Data entries >>
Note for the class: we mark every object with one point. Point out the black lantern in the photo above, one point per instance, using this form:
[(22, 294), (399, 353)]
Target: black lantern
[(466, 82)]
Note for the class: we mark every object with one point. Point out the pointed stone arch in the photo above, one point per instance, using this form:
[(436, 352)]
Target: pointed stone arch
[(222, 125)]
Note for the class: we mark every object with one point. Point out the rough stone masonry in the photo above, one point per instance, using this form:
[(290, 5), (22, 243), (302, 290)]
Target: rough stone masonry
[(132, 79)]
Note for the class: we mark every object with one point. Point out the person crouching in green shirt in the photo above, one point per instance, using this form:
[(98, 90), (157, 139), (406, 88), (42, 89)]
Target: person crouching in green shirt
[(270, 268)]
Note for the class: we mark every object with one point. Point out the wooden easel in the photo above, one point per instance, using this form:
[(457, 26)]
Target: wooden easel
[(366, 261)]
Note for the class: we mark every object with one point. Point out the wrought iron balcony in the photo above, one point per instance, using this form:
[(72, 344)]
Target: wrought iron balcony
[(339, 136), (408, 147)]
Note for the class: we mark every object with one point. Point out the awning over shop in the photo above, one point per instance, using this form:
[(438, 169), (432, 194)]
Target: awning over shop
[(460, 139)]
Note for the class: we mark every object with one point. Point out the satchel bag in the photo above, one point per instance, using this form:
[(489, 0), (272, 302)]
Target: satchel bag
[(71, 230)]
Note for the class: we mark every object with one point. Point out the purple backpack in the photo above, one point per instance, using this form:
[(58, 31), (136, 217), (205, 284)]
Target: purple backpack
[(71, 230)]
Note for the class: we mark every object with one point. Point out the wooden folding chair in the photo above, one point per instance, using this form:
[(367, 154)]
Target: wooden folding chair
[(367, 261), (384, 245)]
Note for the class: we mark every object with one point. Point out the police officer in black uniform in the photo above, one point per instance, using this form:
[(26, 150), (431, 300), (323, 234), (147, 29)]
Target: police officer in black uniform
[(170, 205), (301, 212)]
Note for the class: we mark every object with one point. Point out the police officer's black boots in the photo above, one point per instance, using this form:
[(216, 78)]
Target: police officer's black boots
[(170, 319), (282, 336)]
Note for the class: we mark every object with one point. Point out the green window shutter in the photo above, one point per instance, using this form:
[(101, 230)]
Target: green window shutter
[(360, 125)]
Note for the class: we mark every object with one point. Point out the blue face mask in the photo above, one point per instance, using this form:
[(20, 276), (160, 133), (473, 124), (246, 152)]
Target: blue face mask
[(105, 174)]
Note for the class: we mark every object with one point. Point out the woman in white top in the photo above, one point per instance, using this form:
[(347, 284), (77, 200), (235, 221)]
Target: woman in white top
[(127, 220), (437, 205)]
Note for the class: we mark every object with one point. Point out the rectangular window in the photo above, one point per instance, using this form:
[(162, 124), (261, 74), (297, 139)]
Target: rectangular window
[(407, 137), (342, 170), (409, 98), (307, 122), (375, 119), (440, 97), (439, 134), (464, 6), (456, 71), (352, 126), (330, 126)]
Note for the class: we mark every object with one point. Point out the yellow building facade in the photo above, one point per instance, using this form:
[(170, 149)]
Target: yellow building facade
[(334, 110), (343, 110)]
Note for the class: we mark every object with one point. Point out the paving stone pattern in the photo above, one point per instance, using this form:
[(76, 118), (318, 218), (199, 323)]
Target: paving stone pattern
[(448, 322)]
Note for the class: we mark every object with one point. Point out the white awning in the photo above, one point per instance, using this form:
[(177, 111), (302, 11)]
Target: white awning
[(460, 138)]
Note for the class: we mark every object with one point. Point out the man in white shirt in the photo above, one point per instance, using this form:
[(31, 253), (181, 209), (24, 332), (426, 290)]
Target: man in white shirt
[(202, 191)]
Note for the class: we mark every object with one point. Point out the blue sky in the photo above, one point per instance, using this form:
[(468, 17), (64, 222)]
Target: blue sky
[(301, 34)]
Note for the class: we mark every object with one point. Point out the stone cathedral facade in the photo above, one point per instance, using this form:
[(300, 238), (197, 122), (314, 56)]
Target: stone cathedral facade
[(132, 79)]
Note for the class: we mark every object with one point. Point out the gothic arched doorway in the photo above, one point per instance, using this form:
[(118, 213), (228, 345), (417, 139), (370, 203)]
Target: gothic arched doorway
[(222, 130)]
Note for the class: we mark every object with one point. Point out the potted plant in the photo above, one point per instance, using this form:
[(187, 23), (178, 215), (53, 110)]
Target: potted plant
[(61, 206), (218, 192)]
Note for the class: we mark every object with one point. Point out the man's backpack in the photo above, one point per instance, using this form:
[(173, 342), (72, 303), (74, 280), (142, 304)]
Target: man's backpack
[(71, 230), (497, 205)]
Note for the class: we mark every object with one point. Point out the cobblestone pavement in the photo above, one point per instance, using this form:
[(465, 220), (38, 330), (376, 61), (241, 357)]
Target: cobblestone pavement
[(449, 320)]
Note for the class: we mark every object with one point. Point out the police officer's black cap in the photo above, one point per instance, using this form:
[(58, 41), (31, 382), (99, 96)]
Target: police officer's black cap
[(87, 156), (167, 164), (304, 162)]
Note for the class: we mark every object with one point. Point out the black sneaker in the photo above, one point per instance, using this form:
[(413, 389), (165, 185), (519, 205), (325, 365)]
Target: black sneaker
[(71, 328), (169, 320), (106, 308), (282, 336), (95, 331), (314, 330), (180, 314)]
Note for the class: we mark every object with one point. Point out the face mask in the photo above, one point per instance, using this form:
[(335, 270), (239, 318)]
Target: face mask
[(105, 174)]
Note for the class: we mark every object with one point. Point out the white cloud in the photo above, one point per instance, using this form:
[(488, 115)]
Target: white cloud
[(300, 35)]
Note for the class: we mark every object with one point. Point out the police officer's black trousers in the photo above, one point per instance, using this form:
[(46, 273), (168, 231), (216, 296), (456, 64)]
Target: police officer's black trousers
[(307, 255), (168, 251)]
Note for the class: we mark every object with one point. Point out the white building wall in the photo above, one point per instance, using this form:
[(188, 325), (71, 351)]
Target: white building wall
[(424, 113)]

Work to be completed >> Reproduce the rows above without any change, starting at the line containing "the wooden folding" and ending at the line containing "[(170, 319), (282, 336)]", both lines included.

Right answer >>
Note for the class: we mark every object with one point. Point out the wooden folding chair in the photo above, one point per instance, using this form:
[(367, 154)]
Target: wooden folding chair
[(367, 261), (384, 245)]
Note for the class: we mark every object with one point. Point out the police officer in black uniform in the photo above, one point per instance, using this form:
[(26, 150), (431, 300), (323, 234), (147, 29)]
Target: police officer in black uniform
[(170, 205), (301, 212)]
Note for the class: we mark every object with one point. Point out the police officer's black boots in the photo above, one point per instance, using this form:
[(216, 78)]
Target: police officer's black boots
[(170, 319), (282, 336)]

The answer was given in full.